#### Records for this exercise
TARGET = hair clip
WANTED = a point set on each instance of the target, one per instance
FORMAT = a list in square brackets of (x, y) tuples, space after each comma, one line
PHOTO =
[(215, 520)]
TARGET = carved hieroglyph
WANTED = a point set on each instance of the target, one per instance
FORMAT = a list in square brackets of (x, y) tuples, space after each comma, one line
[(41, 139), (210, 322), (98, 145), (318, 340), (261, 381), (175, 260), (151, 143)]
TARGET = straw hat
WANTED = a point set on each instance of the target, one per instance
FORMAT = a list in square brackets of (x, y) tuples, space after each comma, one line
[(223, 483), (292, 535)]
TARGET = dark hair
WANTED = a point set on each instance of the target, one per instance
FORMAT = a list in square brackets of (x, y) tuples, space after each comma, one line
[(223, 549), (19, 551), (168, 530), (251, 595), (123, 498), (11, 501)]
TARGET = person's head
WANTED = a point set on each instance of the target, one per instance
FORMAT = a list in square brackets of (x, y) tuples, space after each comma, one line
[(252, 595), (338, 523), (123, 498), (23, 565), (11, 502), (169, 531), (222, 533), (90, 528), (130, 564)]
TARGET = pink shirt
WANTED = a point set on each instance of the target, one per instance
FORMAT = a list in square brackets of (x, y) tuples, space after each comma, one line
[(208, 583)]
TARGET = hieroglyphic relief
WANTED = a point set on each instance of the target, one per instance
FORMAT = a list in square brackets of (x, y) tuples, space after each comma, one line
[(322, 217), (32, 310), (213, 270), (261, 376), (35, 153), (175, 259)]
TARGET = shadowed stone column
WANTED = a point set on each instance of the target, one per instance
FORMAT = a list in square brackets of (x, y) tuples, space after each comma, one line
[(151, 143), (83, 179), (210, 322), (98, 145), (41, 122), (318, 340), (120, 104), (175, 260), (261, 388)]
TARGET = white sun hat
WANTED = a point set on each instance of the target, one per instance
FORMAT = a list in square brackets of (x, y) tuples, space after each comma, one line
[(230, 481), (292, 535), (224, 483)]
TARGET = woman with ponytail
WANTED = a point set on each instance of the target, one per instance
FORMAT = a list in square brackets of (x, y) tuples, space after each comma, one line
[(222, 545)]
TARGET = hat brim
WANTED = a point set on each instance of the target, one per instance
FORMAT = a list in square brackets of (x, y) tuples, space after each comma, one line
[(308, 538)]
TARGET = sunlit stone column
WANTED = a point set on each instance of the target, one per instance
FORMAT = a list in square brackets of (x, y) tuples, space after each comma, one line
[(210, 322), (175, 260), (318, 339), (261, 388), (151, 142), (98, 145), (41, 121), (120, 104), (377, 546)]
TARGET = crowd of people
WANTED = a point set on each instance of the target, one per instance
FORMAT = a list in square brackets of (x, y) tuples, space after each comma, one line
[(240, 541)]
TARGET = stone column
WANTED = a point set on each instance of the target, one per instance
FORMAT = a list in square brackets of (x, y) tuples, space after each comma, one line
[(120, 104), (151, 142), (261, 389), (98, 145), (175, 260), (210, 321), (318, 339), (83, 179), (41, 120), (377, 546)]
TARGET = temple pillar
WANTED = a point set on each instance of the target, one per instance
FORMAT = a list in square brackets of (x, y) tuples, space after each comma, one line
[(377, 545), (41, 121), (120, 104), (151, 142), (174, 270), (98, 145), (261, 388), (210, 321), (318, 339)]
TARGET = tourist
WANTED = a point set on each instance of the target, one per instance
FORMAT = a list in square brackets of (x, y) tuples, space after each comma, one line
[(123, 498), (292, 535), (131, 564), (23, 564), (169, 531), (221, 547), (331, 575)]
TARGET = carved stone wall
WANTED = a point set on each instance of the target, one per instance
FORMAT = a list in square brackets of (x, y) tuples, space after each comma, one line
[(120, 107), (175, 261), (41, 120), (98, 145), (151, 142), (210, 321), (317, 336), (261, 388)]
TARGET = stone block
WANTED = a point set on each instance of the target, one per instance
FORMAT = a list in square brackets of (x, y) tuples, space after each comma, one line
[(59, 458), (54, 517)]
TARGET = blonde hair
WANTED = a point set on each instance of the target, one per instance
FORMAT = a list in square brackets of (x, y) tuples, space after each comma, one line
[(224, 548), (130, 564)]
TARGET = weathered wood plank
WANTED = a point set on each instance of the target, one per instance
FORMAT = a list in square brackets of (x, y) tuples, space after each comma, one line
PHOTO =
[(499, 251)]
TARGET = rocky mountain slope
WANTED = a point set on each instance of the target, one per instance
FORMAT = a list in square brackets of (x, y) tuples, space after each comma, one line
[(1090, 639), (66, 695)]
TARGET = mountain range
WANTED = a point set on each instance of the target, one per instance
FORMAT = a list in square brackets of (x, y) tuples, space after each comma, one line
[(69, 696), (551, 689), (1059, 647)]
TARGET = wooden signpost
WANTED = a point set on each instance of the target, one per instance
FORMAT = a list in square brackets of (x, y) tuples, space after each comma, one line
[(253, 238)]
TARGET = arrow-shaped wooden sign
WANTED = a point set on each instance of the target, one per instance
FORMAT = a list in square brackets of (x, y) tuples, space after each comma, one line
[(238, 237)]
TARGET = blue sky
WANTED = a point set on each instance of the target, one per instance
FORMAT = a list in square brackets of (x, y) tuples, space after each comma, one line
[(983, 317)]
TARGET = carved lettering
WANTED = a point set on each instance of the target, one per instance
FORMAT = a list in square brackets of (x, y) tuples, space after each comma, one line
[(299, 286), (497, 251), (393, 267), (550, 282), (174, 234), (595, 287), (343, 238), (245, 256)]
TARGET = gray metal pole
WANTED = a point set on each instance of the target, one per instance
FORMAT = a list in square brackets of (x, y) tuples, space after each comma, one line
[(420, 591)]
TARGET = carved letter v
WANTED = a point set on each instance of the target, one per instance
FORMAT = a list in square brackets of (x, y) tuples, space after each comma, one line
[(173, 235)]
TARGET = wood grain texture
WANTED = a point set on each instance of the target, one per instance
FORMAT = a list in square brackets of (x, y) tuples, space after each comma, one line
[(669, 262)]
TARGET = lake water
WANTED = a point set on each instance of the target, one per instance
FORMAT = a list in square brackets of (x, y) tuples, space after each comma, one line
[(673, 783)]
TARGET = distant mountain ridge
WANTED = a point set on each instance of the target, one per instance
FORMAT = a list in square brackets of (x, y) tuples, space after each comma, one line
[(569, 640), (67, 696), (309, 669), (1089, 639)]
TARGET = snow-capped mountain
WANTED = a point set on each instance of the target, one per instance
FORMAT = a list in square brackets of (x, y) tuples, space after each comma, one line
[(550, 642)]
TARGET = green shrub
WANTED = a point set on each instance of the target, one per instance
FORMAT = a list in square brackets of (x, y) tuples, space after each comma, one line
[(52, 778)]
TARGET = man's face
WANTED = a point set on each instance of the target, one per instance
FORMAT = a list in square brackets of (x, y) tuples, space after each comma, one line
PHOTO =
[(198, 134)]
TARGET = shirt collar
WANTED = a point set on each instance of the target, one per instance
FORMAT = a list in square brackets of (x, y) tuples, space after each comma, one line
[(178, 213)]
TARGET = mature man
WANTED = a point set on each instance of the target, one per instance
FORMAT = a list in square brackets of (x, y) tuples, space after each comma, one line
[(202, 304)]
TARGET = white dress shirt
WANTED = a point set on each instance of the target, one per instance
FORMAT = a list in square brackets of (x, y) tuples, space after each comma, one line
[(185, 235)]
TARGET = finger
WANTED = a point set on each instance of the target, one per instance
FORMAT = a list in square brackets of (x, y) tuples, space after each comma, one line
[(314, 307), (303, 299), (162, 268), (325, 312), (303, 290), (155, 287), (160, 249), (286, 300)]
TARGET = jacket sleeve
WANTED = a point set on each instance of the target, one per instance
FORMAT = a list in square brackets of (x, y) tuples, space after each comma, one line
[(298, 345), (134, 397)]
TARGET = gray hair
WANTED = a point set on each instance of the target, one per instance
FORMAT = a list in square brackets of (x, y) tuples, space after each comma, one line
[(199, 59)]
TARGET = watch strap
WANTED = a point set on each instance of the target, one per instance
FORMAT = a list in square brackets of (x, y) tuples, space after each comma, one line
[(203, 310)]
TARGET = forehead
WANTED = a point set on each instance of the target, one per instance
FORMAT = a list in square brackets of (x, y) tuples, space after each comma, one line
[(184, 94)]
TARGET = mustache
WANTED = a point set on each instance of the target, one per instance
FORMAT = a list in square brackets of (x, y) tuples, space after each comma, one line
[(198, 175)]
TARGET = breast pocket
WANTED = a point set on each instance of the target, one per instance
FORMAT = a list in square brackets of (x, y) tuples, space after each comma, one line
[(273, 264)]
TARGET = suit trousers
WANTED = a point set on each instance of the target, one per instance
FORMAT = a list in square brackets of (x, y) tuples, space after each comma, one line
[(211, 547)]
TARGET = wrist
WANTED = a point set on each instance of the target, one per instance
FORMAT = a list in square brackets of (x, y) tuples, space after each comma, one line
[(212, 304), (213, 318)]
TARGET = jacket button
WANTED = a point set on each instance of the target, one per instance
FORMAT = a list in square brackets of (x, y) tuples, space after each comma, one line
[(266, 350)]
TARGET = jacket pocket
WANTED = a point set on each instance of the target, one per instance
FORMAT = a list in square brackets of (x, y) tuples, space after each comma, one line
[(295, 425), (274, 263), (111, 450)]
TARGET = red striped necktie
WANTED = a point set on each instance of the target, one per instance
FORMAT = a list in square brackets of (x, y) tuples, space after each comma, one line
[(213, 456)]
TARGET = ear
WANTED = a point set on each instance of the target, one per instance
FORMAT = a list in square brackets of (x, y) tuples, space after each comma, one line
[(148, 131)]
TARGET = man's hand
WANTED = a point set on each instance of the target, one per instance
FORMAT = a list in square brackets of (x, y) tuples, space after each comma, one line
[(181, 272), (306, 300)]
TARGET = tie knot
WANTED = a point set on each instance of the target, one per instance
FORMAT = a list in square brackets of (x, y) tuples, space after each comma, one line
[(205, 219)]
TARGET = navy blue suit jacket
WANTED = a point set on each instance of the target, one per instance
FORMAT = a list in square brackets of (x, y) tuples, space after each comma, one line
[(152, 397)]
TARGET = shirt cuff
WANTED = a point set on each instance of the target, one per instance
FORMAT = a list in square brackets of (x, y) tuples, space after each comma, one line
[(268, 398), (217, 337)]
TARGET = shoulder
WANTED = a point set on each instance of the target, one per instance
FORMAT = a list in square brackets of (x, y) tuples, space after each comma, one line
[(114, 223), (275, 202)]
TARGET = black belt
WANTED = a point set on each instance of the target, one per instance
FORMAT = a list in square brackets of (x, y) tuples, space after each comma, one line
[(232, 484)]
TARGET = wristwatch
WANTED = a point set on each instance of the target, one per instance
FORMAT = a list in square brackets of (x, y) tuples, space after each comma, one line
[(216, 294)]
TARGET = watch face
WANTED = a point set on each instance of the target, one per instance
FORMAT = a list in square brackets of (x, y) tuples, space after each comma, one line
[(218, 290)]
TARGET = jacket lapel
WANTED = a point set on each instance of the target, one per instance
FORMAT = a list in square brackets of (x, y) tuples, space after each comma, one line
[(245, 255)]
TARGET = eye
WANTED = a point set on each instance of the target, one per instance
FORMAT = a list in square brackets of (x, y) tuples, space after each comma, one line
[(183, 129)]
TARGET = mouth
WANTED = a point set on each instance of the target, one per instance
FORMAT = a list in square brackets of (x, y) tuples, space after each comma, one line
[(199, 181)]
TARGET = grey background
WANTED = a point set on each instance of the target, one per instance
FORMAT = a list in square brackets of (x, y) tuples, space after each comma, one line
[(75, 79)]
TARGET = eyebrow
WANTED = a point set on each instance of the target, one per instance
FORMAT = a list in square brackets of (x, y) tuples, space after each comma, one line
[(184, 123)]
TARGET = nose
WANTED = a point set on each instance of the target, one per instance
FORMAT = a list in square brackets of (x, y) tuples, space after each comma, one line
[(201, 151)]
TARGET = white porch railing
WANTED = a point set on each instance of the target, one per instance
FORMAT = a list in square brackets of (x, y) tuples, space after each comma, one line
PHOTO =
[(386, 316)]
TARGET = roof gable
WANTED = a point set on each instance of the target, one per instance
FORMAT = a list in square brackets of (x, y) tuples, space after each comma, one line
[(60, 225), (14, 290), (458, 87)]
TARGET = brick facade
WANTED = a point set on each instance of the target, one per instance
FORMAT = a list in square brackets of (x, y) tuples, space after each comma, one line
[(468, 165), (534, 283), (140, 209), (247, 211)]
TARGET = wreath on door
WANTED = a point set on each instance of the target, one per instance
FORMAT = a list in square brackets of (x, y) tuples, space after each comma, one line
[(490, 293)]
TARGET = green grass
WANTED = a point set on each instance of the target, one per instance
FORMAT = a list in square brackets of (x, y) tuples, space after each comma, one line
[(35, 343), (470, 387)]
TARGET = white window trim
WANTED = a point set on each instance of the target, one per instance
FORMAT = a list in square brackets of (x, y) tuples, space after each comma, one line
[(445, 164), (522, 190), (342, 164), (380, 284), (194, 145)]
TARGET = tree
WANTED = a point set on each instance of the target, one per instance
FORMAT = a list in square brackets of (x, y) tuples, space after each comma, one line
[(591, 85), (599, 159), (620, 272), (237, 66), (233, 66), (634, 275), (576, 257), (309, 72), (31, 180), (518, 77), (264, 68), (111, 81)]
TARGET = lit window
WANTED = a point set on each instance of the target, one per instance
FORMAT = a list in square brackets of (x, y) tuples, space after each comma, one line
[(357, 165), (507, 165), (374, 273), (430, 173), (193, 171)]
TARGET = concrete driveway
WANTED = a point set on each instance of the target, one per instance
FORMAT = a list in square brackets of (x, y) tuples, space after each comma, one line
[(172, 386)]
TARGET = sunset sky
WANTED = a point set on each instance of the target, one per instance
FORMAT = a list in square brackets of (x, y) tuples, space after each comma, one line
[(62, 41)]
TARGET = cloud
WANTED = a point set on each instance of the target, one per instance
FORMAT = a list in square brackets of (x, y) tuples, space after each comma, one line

#### Assignment
Return exactly the opening lines of the listing above, ending with the line that has "TARGET = dark hair".

#### Written reply
TARGET = hair clip
WANTED = a point set on each instance of the target, one per instance
FORMAT = a list in square brackets of (x, y) tuples, space after each comma, one line
PHOTO =
[(215, 520)]
TARGET = carved hieroglyph
WANTED = a point set on each instance of the target, one per instance
FORMAT = a list in square brackets of (x, y) tuples, space after each comma, one line
[(41, 139), (210, 322), (98, 145), (318, 340), (261, 381), (175, 260), (151, 143)]
TARGET = straw hat
WANTED = a point set on each instance of the target, one per instance
FORMAT = a list in square brackets of (x, y) tuples, space after each comma, one line
[(223, 483), (292, 535)]
TARGET = dark hair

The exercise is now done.